• [Passage to read]
>>>>

Amy Varle CF (born  1986) is an entrepreneur from the Greater Manchester town of Bury, working to improve the access of people who are homeless to housing.

After a period of employment in a housing role for local government, in 2013 Amy founded People's Property Shop, a business which helps people to find and rent their own homes.

In 2016, Amy was awarded a travelling fellowship from the Winston Churchill Memorial Trust, in partnership with the National Housing Federation. As a result, she was able to research and in January 2018 publish the research report Social Property Investment : Pioneering strategies for 21st century homelessness prevention and response, which on 25 January 2018 she presented to Prime Minister Theresa May.

Early life and experience of homelessness 
Varle was made homeless at the age of 16 as a result of family issues. She lived, for ten months, in a hostel for young people, before being found a council flat. Her experience led Varle to work in a housing and homelessness role in local government.

<<<<

• [What to work on]
1 – Name every organization mentioned in the piece on Amy Varle.
2 – Answer these about the piece on Amy Varle:
(a) In what year did she found People's Property Shop?
(b) How long did she live in a hostel for young people?
(c) To whom did she present her research report on 25 January 2018?
3 – Write the next part of the piece on Amy Varle, picking up right after its final sentence.
The listing has nothing to do with any of this.

Data entries
>>>>

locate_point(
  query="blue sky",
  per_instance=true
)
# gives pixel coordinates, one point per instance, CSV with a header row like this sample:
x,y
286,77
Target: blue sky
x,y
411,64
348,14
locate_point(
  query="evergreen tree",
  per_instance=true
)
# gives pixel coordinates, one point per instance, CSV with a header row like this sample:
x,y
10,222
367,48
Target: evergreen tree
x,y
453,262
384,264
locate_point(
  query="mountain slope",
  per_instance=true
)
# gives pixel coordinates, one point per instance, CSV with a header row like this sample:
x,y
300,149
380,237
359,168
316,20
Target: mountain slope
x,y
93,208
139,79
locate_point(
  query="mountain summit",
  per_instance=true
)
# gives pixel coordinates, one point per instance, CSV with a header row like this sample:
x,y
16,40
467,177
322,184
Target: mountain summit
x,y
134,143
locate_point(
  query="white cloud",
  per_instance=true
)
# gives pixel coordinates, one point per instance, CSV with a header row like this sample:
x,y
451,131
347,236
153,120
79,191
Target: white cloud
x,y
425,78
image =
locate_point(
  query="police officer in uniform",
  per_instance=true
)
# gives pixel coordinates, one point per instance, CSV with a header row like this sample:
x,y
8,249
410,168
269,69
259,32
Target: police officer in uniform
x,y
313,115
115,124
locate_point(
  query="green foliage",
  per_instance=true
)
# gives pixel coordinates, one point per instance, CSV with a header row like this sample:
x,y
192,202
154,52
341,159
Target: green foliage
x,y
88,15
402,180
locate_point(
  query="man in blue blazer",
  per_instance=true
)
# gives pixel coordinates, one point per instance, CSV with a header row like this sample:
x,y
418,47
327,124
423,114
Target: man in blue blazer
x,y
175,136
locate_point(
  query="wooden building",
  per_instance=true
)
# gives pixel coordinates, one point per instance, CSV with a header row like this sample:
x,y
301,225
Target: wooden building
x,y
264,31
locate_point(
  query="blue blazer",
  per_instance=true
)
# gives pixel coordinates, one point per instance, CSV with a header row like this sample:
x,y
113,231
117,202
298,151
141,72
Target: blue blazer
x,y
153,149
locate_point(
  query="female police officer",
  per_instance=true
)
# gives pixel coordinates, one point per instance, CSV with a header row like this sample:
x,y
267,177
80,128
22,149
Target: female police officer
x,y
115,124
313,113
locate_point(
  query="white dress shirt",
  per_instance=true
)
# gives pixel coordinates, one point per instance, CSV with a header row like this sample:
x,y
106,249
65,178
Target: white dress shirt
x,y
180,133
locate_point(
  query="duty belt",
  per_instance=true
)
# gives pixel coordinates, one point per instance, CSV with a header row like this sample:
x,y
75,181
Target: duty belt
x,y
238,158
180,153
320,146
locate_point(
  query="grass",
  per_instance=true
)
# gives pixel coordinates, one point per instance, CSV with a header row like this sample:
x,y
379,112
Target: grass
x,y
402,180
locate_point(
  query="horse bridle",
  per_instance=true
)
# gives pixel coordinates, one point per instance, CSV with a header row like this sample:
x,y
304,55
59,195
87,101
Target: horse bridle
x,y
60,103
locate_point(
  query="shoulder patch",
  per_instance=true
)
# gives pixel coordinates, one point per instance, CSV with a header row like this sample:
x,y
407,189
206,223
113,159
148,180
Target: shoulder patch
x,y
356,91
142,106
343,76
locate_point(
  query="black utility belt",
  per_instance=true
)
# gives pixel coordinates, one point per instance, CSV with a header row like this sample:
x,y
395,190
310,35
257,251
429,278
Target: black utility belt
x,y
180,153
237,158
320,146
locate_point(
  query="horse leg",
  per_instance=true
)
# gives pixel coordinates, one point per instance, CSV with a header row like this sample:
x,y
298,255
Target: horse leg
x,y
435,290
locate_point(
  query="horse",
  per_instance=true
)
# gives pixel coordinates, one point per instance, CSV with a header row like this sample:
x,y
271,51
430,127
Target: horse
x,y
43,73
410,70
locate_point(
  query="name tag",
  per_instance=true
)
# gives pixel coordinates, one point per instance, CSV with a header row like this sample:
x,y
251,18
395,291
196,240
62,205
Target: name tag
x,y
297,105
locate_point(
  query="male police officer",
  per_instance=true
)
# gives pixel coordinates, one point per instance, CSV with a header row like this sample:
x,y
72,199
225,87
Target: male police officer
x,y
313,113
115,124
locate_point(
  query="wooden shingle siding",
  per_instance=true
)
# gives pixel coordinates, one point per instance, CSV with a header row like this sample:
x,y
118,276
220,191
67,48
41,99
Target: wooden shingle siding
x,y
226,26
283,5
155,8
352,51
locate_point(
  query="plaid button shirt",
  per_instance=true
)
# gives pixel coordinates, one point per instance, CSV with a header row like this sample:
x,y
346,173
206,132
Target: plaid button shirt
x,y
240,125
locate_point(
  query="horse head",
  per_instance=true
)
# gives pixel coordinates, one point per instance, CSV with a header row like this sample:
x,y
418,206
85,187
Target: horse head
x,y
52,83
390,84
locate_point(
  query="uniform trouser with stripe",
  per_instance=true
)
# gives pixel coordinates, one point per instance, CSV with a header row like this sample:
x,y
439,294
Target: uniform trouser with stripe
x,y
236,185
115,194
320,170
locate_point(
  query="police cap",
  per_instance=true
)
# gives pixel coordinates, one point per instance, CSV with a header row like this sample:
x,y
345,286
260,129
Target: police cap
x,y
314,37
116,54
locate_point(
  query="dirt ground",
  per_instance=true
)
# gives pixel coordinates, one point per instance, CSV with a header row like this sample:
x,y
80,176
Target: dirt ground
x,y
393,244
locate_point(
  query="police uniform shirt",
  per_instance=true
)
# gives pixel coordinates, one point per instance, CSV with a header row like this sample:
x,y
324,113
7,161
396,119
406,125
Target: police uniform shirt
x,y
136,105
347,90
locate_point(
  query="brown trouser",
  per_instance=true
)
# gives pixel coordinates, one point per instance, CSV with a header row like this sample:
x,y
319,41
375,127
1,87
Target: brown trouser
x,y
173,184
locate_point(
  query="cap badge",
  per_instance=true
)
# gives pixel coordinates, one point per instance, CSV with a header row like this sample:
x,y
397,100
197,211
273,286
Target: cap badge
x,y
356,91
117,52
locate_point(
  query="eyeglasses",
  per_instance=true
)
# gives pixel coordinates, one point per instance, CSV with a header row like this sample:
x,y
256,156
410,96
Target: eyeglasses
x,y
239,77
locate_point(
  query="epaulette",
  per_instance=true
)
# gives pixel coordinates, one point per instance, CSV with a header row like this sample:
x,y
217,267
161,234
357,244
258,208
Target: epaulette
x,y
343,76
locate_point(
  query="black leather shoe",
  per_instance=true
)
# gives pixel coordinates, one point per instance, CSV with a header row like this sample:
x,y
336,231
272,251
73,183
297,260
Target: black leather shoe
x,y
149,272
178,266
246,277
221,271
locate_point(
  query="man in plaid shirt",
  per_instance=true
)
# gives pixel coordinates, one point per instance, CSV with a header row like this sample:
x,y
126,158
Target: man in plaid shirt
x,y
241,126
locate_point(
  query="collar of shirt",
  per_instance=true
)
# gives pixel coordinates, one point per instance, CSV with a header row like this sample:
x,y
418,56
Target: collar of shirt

<<<<

• [Answers to each task]
1 –
People's Property Shop
Winston Churchill Memorial Trust
National Housing Federation

2 –
(a) 2013
(b) Ten months
(c) Prime Minister Theresa May

3 –
People's Property Shop 
In 2013 Varle set up the business People's Property Shop, with the help of a £4,000 grant from the government Start Up Loans Scheme, based on her own experiences working in local government housing departments. She described the rationale behind the business as one of bridging the gap between people in housing need and landlords with properties to rent:

"“I realised that renting from private landlords was often not an option for people on benefits because letting agents were wary of slow payments and the paperwork involved. What People’s Property Shop does is support both parties to make the relationship work smoothly. We understand the issues facing both landlords and prospective tenants and can match them according to need.”

Winston Churchill Memorial Trust Fellowship 
In 2016, Varle became a Fellow of the Winston Churchill Memorial Trust. The fellowship enabled her to travel to the United States, visiting innovative housing and homelessness projects such as Project Homeless Connect and Lava Mae in San Francisco, and Breaking Ground in New York.

Research 
Varle's experiences on her fellowship travels formed the basis of a research report,Social Property Investment : Pioneering strategies for 21st century homelessness prevention and response, published in January 2018 with the support of the Winston Churchill Memorial Trust and the National Housing Federation. She was invited to 10 Downing Street to present her report to Prime Minister Theresa May after her corporate sponsor, Susan Dolan of SEO Web Marketing spoke directly to the PM about her Fellowship Report.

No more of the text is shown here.